_Text excerpt:_
- - -
Although of considerable technical importance because of loss in strength and induced machining problems, the common form of spiral grain has no effect on the figure presented on the finished timber. However, two other forms of grain deviation do have a very marked influence on the resulting figure of the wood.

Thus, in certain hardwood timbers, and the mahoganies are perhaps the best example, the direction of the spiral in the longitudinal–tangential plane alternates from left to right hand at very frequent intervals along the radial direction; grain of this type is said to be interlocked.

Tangential faces of machined timber will be normal, but the radial face will be characterised by the presence of alternating light and dark longitudinal bands produced by the reflection of light from the tapered cuts of fibres inclined in different directions (Fig. 1).

appearance of timber
Fig. 1 Illustration of ‘ribbon’ or ‘stripe’ figure on
the cut longitudinal–radial plane in mahogany timber.
The fibres in successive radial zones of the timber are
inclined in opposite directions in the longitudinal–
tangential plane.

This type of figure is referred to as ribbon or stripe and is desirous in timber for furniture manufacture. If instead of the grain direction alternating from left to right within successive layers along the radial direction as above, the grain direction alternates at right angles to this pattern, i.e. in the longitudinal–radial plane, a wavy type of grain is produced.

This is very conspicuous in machined tangential faces where it shows up clearly as alternating light and dark horizontal bands (Fig. 2); this type of figure is described as fiddleback, since timber with this distinctive type of figure has been used traditionally for the manufacture of the backs of violins. It is also found on the panels and sides of expensive wardrobes and bookcases.
- - -
_The data:_
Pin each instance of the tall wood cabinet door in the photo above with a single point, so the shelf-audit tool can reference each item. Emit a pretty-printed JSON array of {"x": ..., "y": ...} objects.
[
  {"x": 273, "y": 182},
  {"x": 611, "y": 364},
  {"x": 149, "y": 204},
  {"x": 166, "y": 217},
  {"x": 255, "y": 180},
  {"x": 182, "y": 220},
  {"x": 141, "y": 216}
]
- - -
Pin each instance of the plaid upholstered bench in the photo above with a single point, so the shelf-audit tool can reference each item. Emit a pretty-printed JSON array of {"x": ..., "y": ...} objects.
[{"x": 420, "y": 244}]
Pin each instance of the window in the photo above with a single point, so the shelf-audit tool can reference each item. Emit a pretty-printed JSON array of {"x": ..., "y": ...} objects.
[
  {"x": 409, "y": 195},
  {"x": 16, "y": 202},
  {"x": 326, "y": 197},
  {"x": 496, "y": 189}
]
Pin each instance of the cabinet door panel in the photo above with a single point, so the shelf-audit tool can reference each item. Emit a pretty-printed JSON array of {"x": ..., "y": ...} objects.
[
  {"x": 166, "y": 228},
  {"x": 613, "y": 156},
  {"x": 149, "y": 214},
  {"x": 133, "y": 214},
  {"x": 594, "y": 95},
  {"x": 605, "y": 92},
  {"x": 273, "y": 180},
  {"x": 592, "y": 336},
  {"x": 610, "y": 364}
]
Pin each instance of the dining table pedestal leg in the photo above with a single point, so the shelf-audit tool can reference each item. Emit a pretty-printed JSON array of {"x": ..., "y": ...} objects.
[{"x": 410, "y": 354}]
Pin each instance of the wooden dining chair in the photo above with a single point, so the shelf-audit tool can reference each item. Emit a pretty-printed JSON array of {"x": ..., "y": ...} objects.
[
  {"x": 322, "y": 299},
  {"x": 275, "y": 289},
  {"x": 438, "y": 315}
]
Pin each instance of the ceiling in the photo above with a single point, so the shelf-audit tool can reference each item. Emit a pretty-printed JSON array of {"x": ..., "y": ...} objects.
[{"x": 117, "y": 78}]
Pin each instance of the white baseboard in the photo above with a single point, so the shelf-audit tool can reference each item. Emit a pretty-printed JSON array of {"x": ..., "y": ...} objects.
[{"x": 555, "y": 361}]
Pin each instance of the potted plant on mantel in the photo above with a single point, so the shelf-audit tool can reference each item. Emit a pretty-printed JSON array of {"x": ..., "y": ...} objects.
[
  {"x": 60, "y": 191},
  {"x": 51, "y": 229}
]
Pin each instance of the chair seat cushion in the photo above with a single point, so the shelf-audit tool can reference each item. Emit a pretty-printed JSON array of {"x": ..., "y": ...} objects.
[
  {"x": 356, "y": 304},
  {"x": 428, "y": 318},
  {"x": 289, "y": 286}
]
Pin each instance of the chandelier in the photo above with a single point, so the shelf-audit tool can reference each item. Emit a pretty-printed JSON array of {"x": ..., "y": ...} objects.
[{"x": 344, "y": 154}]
- - -
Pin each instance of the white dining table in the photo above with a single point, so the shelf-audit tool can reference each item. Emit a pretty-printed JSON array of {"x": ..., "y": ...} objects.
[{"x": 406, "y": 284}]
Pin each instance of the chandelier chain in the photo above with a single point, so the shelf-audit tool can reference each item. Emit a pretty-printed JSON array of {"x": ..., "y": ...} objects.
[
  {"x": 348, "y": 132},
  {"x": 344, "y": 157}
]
- - -
_Required tasks:_
**A.** Quote the timber grain passage in full, word for word.
**B.** Count the lines of the entries that contain the string "table", treating case as significant, and give only the number.
The entries bear no relation to the timber grain passage.

_Answers per task:_
**A.**
Although of considerable technical importance because of loss in strength and induced machining problems, the common form of spiral grain has no effect on the figure presented on the finished timber. However, two other forms of grain deviation do have a very marked influence on the resulting figure of the wood.

Thus, in certain hardwood timbers, and the mahoganies are perhaps the best example, the direction of the spiral in the longitudinal–tangential plane alternates from left to right hand at very frequent intervals along the radial direction; grain of this type is said to be interlocked.

Tangential faces of machined timber will be normal, but the radial face will be characterised by the presence of alternating light and dark longitudinal bands produced by the reflection of light from the tapered cuts of fibres inclined in different directions (Fig. 1).

appearance of timber
Fig. 1 Illustration of ‘ribbon’ or ‘stripe’ figure on
the cut longitudinal–radial plane in mahogany timber.
The fibres in successive radial zones of the timber are
inclined in opposite directions in the longitudinal–
tangential plane.

This type of figure is referred to as ribbon or stripe and is desirous in timber for furniture manufacture. If instead of the grain direction alternating from left to right within successive layers along the radial direction as above, the grain direction alternates at right angles to this pattern, i.e. in the longitudinal–radial plane, a wavy type of grain is produced.

This is very conspicuous in machined tangential faces where it shows up clearly as alternating light and dark horizontal bands (Fig. 2); this type of figure is described as fiddleback, since timber with this distinctive type of figure has been used traditionally for the manufacture of the backs of violins. It is also found on the panels and sides of expensive wardrobes and bookcases.

**B.** 2